◆ **GIVEN TEXT**
This wasn't about what a TV audience can make sense of, they can make sense of everything from "The X-files" to "Fringe" and track the twist and turns of Walter ( Who is "grey" morally if ever a sympathetic character was.) and the seasons end of "Burn Notice" has just put Michael Weston in immediate moral peril that's been building for 3 seasons now.

You're talking about the first season of a forty minute an episode urban fantasy.  The shows you're comparing to to are high budget major network productions that were long established before they added any real complexity to the storyline.  Do you remember the first season of X-files?    It's nothing like the final season.  It was two FBI agents with a week by week strange paranormal or extraterrestrial case that Dana would try to explain away.

We're talking about the first season of a weekly TV series about a wizard living in modern day Chicago as a private eye with a past of having murdered his mentor who wanted to likely use him as a weapon, meanwhile his female cop friend is having trouble adjusting to his supernatural world and is highly suspicious of everything.  When you think about it that's a lot of plot to cover in just twelve episodes.  There's simply not enough room to overly complicate Bob's back story with something that hasn't even been fully covered yet in the books thirteen years into the series.

◆ **DATA LISTING**
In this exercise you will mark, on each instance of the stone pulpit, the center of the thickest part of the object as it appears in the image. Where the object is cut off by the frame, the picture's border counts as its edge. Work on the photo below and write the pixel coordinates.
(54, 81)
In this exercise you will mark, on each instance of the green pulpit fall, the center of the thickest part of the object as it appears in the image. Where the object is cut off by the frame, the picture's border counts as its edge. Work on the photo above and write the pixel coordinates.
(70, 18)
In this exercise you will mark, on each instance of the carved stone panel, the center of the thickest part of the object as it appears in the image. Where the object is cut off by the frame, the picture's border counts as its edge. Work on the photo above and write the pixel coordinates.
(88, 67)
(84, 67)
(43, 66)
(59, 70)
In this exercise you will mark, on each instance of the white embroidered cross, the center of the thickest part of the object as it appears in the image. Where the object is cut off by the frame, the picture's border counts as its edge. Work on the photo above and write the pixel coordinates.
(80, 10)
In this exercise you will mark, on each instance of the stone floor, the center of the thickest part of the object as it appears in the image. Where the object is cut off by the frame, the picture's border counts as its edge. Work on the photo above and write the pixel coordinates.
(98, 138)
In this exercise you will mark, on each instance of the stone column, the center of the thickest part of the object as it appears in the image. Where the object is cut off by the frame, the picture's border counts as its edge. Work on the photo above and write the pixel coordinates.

◆ **CHALLENGE**
In the text about television series, how many episodes are said to cover the first season of the weekly series about a wizard in modern-day Chicago?

◆ **CORRECT RESPONSE**
Twelve episodes.